Page text ->
######
Sadly, youth are not receiving these messages only from inside the home. In the book Be Happy Without Being Perfect the author reflected upon a group of 9-year-old girls operating a bake sale. Every single woman that interacted with them had some kind of negative message about bodies and baked goods. “Do you think these thighs really need a brownie?” or “Well, there goes my diet, right?” And when the author pointed this out to the other mother helping the girls, she hadn’t noticed. It is so common in our society that we think nothing of it! That’s just wrong and sad.
I encourage everyone to pay closer attention to the messages they are spreading, not only does it affect others around you… but it affects your own feelings of self-worth. It’s hard to change! But it will also be worth it… if you can’t do it for others, then do it for yourself! And if you can’t do it for yourself, then do it for others!
I guess I need to tell the story of my morning. I had to go to the hospital for a pre-op appointment.
Nurse 1: Oh, I know you from Gold’s Gym. Gosh that was years ago when I went there. I guess that explains why you are so tiny and why I’m not. I told her that I don’t really work out to be “tiny”, but to be strong and healthy (besides, I know I’m not tiny – more average). Then she informed me that I need to go on a liquid diet for the next two days. The upside is that you could lose weight that way. Why would she say that it’s a good thing for a “tiny” person to lose weight?
Nurse 2: So you understand the liquid diet for the next two days. Oh yeah, you need to do a colon cleanse on Sunday. You’ll be so skinny by the time this is all over with.
I guess Societal ED is all around us!!
Oh… my… hell… that’s ridiculous and sad!
I have to tell you about two great blogs I’ve only recently started reading! One is called Dances With Fat, written by a woman who embraces Health At Every Size, and chooses to just eat healthy delicious foods and move her body in ways she enjoys rather than trying to diet and lose weight. She happens to be fat, and also a champion ballroom dancer! She’s funny and smart and articulate. I’ve really been enjoying what she has to say.
######
Point localization data ->
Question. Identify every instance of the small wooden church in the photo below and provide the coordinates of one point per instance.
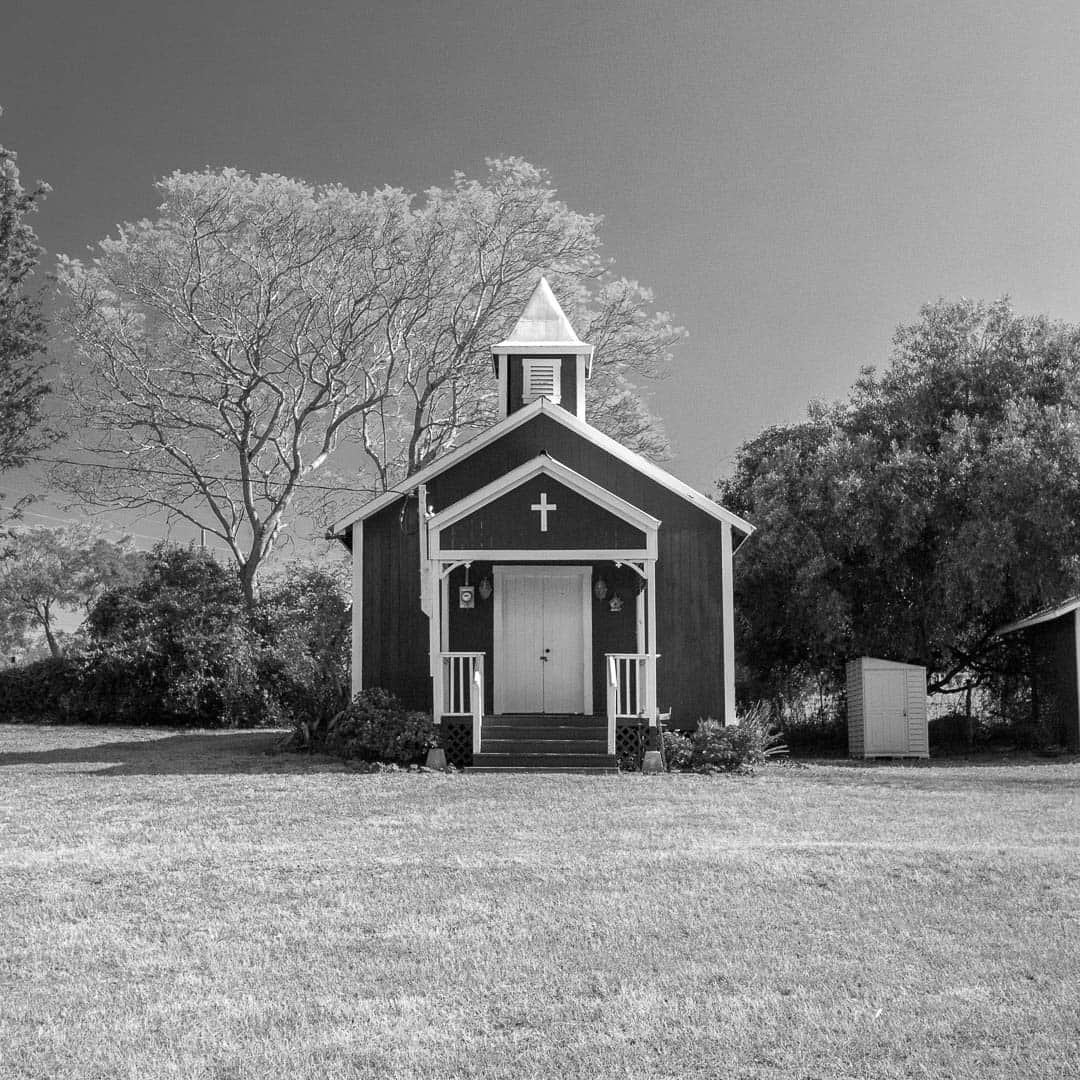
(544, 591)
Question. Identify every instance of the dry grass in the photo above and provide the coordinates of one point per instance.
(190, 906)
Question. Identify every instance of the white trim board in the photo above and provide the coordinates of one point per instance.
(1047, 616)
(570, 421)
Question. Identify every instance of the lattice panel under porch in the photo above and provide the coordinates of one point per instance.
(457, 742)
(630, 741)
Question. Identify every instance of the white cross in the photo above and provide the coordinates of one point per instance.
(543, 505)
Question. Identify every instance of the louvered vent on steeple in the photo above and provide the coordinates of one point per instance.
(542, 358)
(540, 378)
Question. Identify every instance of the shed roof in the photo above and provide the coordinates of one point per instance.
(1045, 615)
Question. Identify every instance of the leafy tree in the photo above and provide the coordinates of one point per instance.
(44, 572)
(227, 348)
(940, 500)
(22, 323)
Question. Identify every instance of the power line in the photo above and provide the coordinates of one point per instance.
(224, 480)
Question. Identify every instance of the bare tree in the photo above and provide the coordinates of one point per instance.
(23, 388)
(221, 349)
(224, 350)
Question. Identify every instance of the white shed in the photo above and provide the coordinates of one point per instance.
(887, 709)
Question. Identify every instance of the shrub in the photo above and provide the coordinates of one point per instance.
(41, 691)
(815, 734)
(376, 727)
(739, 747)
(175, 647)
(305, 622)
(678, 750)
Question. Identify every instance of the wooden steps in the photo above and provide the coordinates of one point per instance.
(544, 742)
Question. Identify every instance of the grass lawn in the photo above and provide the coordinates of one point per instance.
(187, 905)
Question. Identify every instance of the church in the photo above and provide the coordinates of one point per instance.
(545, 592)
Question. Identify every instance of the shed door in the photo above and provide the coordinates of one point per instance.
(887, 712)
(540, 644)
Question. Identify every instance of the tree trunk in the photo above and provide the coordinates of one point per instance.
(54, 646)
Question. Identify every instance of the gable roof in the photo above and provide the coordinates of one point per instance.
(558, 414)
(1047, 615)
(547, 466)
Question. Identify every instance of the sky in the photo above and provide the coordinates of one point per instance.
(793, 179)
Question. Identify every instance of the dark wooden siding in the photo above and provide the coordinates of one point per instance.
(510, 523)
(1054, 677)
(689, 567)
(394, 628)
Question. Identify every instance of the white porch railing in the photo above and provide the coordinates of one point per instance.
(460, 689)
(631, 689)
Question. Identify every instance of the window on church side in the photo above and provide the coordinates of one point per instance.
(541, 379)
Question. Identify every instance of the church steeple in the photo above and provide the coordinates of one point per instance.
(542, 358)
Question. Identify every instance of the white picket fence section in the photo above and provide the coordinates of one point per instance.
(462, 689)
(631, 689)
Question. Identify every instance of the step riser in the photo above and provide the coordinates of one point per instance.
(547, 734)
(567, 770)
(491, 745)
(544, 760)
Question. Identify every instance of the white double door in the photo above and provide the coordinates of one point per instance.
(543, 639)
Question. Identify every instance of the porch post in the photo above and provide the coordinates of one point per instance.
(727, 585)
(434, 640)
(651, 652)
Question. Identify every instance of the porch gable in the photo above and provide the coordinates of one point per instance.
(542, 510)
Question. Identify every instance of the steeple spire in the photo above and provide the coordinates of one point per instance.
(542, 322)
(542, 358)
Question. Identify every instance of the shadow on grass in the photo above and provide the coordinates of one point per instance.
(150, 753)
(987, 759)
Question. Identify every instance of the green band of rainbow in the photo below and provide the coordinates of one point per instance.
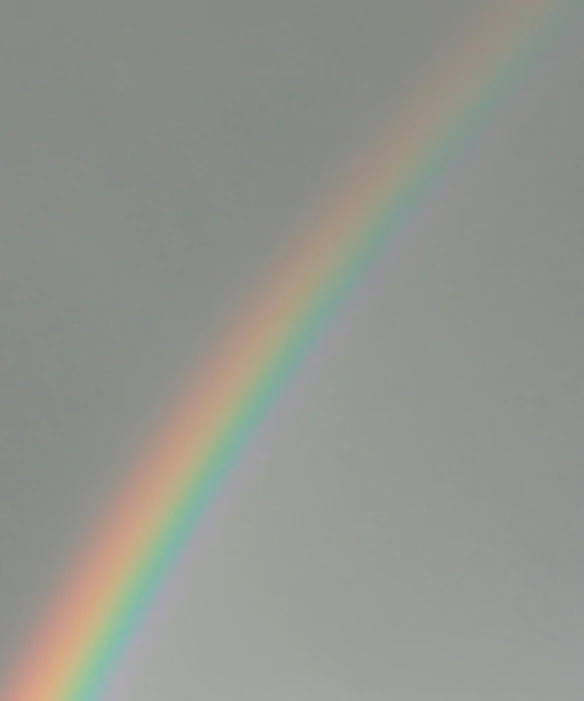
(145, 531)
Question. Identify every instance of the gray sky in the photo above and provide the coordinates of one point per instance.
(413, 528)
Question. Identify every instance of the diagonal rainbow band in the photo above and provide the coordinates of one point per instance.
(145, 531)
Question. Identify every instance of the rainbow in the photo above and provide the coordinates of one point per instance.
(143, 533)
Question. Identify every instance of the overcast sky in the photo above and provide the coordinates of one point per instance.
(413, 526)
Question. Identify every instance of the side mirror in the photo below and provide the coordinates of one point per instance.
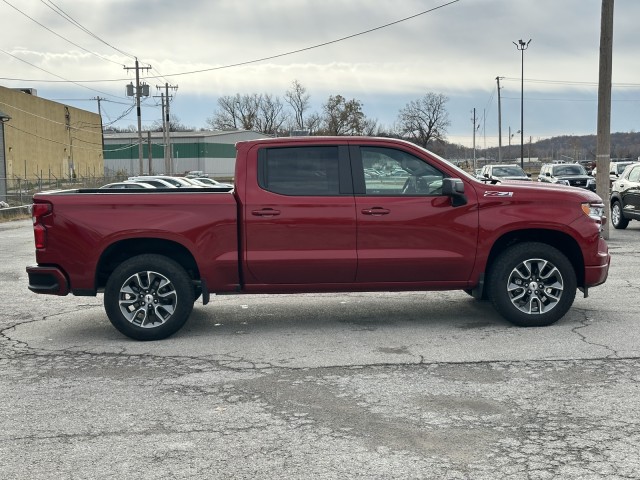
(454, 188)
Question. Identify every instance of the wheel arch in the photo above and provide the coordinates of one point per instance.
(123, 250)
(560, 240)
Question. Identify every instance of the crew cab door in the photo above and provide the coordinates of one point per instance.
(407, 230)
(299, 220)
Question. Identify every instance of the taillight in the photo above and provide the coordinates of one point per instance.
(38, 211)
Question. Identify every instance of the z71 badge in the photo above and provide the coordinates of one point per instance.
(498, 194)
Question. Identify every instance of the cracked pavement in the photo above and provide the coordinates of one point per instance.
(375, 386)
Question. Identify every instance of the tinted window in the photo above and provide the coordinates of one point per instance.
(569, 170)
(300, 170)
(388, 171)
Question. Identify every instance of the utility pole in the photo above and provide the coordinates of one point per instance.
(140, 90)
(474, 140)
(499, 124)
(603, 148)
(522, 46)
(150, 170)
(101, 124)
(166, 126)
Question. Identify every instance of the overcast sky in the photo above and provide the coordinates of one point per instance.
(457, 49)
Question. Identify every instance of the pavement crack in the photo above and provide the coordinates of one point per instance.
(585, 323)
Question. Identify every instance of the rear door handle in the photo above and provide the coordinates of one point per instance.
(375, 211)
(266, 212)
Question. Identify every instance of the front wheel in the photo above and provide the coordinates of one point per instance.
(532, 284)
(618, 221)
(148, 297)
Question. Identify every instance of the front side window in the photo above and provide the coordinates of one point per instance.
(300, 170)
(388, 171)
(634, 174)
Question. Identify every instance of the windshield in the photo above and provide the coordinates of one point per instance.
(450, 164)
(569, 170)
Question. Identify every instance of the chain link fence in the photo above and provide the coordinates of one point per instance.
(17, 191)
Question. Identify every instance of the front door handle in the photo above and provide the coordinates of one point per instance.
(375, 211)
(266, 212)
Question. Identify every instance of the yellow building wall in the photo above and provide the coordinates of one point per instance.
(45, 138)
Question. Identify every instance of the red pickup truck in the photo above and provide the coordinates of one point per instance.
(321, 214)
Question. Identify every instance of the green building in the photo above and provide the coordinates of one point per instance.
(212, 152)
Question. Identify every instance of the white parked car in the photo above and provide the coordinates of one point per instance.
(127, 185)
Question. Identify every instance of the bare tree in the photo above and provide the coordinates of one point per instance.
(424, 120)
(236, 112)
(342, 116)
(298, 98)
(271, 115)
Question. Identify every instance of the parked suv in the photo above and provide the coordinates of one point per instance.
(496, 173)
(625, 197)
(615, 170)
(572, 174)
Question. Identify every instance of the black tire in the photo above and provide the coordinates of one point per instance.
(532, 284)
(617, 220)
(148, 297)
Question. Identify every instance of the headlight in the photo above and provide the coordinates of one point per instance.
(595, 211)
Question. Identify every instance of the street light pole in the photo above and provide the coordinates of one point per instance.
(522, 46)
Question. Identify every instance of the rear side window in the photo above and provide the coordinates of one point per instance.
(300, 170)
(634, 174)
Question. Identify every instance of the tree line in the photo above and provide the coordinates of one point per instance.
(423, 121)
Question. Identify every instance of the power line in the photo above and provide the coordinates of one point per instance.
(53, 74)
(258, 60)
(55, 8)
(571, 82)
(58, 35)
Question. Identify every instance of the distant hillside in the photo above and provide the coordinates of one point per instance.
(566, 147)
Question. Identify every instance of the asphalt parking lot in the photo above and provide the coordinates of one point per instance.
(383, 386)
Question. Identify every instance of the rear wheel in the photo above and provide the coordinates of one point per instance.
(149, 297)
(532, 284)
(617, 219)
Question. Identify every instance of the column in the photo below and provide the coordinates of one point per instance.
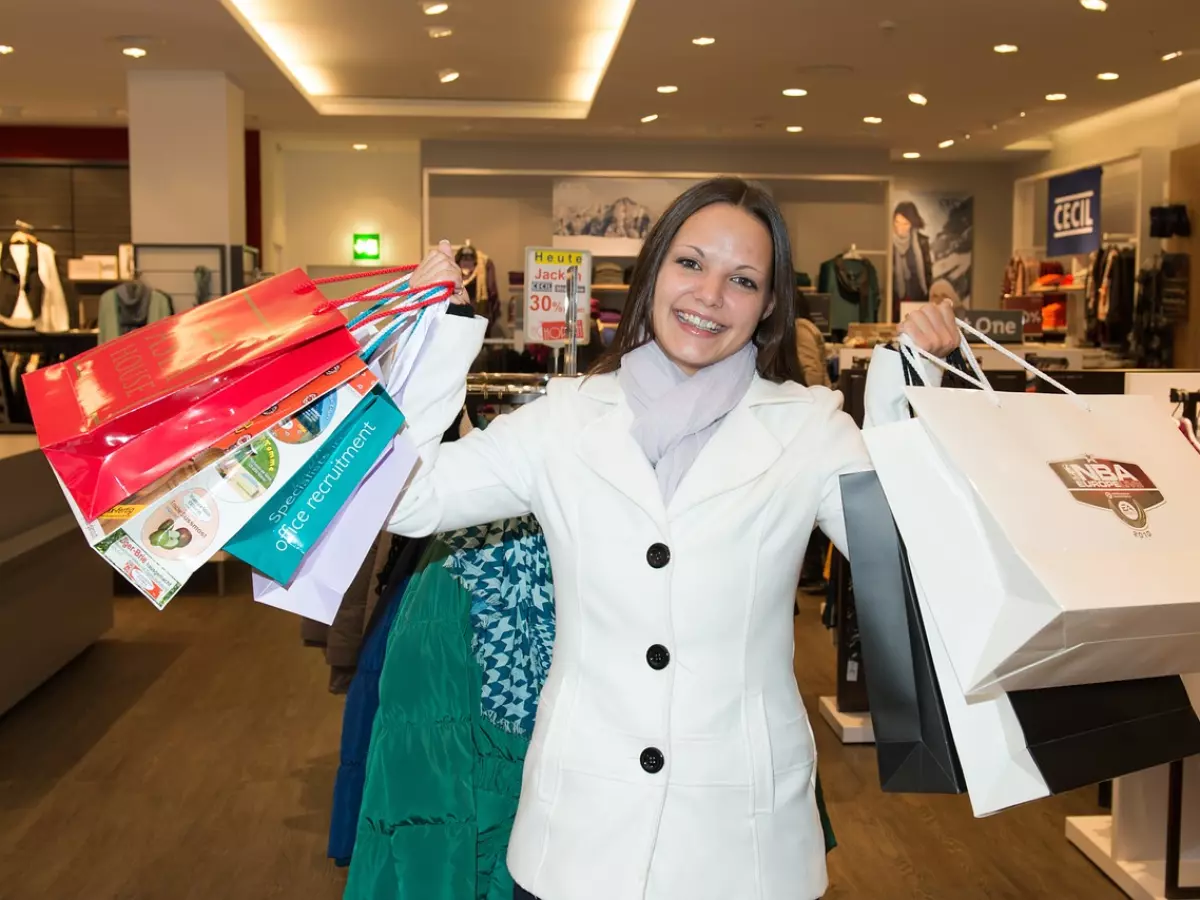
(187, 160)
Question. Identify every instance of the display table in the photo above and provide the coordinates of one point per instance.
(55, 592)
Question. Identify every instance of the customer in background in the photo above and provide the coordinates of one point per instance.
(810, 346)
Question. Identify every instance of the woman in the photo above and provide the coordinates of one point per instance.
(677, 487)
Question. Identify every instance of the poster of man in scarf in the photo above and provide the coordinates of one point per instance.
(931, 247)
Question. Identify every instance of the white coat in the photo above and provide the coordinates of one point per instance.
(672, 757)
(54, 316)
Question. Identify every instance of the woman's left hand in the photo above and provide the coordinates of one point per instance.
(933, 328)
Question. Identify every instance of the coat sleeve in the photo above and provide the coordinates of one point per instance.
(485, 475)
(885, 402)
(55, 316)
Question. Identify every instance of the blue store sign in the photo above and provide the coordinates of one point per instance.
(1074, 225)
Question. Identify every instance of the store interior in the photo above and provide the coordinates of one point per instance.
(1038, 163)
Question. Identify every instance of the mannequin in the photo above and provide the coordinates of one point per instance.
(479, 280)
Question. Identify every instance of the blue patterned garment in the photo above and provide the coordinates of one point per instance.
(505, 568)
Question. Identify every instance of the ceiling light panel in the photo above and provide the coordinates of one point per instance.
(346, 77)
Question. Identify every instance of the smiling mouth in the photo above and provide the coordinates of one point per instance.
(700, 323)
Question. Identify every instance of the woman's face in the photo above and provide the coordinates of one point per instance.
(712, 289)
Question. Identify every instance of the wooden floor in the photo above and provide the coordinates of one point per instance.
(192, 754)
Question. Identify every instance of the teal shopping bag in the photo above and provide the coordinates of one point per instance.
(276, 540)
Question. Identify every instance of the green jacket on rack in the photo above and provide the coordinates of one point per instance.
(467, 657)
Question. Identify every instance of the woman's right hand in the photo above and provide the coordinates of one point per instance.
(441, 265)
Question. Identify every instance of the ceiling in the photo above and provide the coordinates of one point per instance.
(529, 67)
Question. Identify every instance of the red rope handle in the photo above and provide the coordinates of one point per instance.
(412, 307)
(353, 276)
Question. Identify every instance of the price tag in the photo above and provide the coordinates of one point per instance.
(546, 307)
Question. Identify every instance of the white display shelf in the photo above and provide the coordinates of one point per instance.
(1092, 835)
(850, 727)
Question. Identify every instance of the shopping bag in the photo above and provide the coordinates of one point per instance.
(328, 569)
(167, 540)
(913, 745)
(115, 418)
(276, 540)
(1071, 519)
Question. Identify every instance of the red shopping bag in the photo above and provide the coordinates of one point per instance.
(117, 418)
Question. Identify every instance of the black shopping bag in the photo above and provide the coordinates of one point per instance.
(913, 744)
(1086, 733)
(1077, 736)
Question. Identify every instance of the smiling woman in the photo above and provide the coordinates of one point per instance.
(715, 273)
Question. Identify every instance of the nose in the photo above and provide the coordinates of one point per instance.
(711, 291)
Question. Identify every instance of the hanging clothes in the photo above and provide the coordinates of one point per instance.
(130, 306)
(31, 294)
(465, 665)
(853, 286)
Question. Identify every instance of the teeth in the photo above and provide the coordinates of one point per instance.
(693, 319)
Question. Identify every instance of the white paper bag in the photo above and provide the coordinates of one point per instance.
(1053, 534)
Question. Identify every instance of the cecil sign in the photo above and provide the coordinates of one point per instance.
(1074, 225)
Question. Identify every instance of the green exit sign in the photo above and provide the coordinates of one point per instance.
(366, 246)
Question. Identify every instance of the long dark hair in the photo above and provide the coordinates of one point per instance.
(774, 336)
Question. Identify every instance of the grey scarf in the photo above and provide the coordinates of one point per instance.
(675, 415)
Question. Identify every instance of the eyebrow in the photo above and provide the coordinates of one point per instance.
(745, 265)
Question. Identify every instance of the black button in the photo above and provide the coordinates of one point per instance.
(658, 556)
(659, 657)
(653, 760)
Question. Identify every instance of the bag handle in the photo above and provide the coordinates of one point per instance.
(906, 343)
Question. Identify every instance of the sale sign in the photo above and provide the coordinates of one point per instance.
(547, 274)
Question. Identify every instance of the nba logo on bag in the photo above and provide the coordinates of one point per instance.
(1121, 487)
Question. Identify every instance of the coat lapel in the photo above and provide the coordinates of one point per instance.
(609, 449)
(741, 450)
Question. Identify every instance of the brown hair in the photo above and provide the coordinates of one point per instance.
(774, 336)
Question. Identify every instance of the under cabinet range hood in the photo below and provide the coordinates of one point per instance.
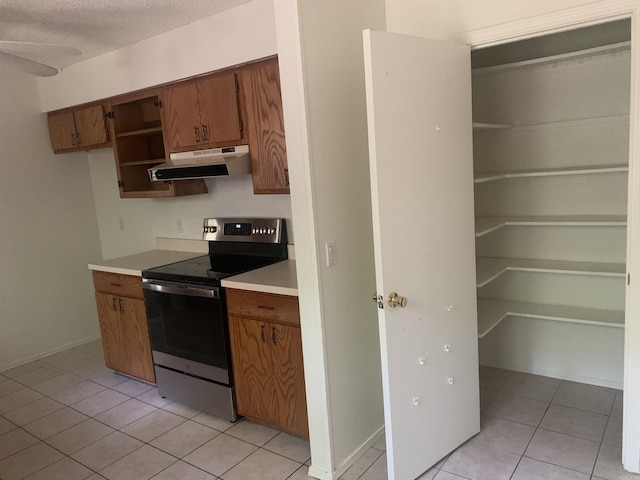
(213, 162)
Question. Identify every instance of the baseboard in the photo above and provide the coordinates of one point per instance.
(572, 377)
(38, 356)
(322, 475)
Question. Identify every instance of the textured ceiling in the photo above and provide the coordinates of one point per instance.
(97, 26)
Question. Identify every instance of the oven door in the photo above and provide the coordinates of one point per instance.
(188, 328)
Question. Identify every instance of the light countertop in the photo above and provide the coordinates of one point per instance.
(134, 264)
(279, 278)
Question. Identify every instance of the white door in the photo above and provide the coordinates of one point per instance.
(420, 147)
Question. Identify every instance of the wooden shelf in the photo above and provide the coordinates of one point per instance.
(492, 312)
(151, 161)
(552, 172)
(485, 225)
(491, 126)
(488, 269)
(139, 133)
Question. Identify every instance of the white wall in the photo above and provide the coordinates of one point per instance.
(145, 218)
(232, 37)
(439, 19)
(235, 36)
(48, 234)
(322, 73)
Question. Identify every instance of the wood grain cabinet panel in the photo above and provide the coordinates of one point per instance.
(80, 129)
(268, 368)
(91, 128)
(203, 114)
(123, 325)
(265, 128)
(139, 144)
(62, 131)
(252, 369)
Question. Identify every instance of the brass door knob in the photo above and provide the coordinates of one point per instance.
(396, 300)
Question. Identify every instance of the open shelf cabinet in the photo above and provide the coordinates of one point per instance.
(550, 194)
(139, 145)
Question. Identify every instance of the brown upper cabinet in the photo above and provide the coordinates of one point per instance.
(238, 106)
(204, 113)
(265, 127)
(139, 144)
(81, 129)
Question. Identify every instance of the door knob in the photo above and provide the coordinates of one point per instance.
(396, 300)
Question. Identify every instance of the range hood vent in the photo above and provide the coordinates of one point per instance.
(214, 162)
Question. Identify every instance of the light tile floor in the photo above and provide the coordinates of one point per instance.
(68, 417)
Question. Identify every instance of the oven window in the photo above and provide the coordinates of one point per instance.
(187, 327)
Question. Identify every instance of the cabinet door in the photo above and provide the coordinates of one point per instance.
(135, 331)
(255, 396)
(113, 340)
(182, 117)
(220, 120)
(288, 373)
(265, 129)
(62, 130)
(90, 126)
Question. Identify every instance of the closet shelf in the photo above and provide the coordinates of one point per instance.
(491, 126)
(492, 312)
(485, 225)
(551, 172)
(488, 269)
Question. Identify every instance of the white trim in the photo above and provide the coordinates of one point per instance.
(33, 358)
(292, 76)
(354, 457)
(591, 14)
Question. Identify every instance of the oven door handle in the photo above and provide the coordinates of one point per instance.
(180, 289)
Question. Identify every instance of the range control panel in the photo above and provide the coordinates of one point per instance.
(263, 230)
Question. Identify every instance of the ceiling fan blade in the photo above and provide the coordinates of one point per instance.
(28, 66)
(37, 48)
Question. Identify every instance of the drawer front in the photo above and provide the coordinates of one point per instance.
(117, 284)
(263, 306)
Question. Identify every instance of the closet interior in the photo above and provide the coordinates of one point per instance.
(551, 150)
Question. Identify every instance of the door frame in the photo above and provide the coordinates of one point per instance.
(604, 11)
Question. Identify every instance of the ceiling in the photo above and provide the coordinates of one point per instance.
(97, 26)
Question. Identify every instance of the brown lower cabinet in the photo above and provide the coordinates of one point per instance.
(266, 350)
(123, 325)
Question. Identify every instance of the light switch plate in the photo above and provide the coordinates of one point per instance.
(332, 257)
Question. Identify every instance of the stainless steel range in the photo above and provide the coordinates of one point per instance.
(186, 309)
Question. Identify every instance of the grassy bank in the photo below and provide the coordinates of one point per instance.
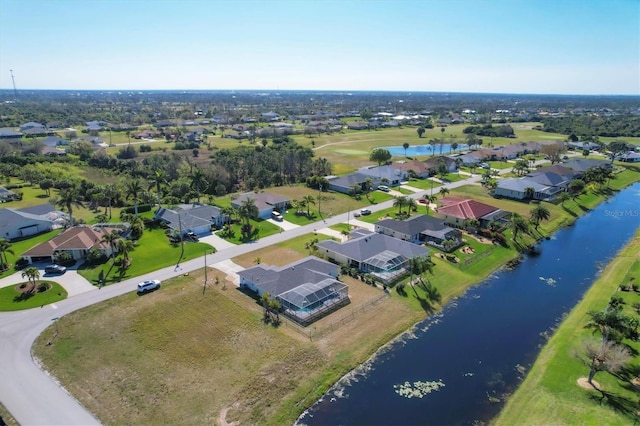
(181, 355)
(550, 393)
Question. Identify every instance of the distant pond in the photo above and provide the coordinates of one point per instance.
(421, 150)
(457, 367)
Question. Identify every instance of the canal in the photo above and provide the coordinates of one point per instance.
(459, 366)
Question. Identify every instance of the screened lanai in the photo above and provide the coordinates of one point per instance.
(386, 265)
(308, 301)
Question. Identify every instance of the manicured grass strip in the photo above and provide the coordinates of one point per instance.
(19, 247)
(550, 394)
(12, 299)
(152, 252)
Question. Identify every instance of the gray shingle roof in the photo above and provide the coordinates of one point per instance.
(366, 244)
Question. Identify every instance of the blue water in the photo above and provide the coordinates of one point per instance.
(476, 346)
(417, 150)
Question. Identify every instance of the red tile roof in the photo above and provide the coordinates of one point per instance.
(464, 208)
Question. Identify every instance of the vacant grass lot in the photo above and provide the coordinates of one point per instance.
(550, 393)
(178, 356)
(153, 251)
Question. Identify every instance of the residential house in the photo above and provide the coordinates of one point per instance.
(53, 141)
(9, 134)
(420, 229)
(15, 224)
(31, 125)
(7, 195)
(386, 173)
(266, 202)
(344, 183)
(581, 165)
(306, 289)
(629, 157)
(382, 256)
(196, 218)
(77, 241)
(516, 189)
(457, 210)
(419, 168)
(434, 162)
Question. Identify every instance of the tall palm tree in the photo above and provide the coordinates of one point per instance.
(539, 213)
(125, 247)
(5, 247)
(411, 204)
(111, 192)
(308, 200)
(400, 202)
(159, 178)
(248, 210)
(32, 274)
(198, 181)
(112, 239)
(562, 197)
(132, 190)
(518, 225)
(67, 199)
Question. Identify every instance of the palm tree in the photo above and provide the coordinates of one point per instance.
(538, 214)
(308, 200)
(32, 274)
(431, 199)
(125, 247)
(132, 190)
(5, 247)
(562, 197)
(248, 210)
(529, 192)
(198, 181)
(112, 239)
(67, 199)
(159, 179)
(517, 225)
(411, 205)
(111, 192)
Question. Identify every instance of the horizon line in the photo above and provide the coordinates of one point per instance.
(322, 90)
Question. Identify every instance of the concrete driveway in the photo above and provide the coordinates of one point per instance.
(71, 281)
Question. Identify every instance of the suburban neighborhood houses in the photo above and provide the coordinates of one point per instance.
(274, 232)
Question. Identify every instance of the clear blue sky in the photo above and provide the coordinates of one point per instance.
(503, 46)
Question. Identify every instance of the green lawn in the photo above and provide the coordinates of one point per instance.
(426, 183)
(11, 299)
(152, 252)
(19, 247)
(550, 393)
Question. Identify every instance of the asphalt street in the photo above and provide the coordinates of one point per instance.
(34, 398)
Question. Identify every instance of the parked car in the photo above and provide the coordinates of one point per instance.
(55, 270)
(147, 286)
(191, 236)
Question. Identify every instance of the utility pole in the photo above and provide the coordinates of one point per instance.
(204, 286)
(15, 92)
######
What this exercise asks ->
1. List every distinct word or phrase that the blog post encloses in quotation marks.
2. Please copy the blog post word for word from "Nurse 2: So" up to and including "has to say.".

Task results ->
1.
- "Do you think these thighs really need a brownie?"
- "Well, there goes my diet, right?"
- "tiny"

2.
Nurse 2: So you understand the liquid diet for the next two days. Oh yeah, you need to do a colon cleanse on Sunday. You’ll be so skinny by the time this is all over with.
I guess Societal ED is all around us!!
Oh… my… hell… that’s ridiculous and sad!
I have to tell you about two great blogs I’ve only recently started reading! One is called Dances With Fat, written by a woman who embraces Health At Every Size, and chooses to just eat healthy delicious foods and move her body in ways she enjoys rather than trying to diet and lose weight. She happens to be fat, and also a champion ballroom dancer! She’s funny and smart and articulate. I’ve really been enjoying what she has to say.